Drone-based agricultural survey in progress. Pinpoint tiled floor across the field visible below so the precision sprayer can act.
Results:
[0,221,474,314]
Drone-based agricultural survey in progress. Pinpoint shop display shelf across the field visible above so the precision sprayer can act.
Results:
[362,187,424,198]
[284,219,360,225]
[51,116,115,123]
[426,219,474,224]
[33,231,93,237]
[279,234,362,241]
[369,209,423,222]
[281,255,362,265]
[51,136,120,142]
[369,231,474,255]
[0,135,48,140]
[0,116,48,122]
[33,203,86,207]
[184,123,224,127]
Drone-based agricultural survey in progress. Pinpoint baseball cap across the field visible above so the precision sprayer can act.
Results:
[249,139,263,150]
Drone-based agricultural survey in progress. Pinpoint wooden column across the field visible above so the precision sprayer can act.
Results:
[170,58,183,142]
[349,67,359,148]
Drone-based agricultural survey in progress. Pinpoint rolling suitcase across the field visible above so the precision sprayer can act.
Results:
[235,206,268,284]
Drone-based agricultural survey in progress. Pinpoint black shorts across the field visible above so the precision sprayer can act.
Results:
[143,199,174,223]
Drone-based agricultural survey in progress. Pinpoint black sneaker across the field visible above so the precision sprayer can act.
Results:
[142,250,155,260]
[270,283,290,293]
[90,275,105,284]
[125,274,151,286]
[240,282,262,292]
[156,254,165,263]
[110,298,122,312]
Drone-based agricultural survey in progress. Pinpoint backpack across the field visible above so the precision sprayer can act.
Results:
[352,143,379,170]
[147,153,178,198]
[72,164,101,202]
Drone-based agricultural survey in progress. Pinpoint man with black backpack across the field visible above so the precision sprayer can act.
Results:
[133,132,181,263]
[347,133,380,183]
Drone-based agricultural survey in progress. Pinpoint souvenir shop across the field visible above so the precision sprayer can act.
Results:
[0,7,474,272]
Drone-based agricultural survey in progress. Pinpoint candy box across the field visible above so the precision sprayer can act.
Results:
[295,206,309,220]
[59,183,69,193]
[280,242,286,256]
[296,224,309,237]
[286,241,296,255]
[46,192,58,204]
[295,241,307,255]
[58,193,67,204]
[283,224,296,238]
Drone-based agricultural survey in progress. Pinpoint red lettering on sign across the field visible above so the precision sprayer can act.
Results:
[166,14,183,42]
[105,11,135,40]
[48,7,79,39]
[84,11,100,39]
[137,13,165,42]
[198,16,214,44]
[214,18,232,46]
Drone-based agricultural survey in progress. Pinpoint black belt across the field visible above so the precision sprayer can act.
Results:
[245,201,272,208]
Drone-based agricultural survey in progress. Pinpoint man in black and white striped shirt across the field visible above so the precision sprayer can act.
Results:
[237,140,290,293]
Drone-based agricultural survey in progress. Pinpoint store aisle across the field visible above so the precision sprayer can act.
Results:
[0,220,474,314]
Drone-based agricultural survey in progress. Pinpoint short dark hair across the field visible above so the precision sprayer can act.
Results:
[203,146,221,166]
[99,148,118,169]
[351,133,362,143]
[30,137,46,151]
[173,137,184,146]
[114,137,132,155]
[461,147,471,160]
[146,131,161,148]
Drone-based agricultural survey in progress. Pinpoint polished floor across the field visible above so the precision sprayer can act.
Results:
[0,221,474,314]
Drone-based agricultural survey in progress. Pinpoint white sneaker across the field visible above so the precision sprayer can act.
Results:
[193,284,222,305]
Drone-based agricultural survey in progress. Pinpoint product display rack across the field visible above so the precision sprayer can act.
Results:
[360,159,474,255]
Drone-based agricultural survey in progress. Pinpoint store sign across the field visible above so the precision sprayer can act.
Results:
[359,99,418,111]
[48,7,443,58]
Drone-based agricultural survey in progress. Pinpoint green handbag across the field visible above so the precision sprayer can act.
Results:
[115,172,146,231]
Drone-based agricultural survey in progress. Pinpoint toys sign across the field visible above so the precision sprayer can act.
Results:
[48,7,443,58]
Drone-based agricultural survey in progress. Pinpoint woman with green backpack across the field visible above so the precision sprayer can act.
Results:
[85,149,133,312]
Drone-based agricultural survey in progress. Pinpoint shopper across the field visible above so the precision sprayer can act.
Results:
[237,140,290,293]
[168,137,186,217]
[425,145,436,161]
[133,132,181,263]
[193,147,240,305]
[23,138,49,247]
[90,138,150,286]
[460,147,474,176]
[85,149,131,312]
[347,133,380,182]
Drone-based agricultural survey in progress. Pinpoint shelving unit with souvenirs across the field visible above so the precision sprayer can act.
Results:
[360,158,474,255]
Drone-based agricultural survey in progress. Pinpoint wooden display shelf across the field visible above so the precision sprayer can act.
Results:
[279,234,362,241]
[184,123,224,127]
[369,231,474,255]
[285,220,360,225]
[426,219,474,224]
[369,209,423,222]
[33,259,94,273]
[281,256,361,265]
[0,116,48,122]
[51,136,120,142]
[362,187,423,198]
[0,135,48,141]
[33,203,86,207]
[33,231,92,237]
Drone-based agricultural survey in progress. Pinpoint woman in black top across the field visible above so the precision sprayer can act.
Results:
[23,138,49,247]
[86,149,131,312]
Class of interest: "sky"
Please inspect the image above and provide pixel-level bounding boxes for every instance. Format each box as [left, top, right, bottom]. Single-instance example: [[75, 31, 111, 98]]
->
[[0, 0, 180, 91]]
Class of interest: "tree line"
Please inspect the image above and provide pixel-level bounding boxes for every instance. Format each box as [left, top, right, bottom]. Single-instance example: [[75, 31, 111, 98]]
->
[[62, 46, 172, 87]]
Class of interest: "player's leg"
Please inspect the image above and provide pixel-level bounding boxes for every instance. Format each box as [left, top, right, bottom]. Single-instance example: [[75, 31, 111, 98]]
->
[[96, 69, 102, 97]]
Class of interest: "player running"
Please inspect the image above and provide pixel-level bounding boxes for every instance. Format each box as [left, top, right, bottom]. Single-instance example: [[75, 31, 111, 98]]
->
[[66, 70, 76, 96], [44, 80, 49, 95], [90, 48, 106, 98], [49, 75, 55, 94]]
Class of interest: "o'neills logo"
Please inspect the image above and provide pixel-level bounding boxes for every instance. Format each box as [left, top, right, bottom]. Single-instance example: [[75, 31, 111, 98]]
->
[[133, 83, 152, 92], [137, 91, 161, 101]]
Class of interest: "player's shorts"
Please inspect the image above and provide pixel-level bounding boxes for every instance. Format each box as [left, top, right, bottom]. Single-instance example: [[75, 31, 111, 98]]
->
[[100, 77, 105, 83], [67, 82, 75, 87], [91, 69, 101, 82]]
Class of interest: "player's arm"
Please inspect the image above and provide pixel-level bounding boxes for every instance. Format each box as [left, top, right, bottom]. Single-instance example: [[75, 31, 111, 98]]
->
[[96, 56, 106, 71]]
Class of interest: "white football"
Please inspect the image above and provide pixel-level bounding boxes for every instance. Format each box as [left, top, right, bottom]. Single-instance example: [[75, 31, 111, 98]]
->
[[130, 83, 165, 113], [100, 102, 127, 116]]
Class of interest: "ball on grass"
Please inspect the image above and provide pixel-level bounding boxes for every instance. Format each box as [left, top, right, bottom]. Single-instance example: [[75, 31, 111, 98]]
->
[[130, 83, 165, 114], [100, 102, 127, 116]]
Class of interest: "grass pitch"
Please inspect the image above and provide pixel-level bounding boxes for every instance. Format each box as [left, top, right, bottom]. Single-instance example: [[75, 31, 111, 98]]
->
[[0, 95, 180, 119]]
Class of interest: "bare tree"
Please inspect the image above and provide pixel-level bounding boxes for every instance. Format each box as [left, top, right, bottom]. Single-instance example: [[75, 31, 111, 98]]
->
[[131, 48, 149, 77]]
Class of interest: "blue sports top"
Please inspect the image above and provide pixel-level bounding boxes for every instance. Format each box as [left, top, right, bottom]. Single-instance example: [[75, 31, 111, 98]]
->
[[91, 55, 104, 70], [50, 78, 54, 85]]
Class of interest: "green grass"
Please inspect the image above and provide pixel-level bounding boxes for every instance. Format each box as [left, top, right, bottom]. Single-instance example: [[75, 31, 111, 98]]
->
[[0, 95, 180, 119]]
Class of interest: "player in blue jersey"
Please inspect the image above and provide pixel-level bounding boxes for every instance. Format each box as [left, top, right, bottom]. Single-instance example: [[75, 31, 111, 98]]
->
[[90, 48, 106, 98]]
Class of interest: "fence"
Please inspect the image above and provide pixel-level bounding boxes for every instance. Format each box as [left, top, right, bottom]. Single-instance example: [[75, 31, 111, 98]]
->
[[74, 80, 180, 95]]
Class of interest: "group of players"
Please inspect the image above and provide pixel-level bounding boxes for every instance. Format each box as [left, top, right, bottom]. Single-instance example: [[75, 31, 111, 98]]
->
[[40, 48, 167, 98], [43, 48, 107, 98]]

### Stated goal
Copy the material starting at the line that contains "Drone-based agricultural survey in progress. Pinpoint backpack" and ending at the line that contains "[0,7,474,272]", swapping "precision sprayer" for "spot sprayer" and leaving everything else unchanged.

### Response below
Drone-based agricultural survey in progress. Pinpoint backpack across the field visible above so the spot sprayer can act.
Results:
[352,143,379,170]
[147,153,178,198]
[72,164,101,202]
Drone-based agricultural survey in progress. Pinpoint man with black backpack across the field visible above so the spot sprayer can act.
Results:
[133,132,181,263]
[347,133,380,183]
Drone-based agricultural survey in progress. Pinpoint souvenir shop across the field visible above so the spot sprayer can act.
Results:
[0,7,474,272]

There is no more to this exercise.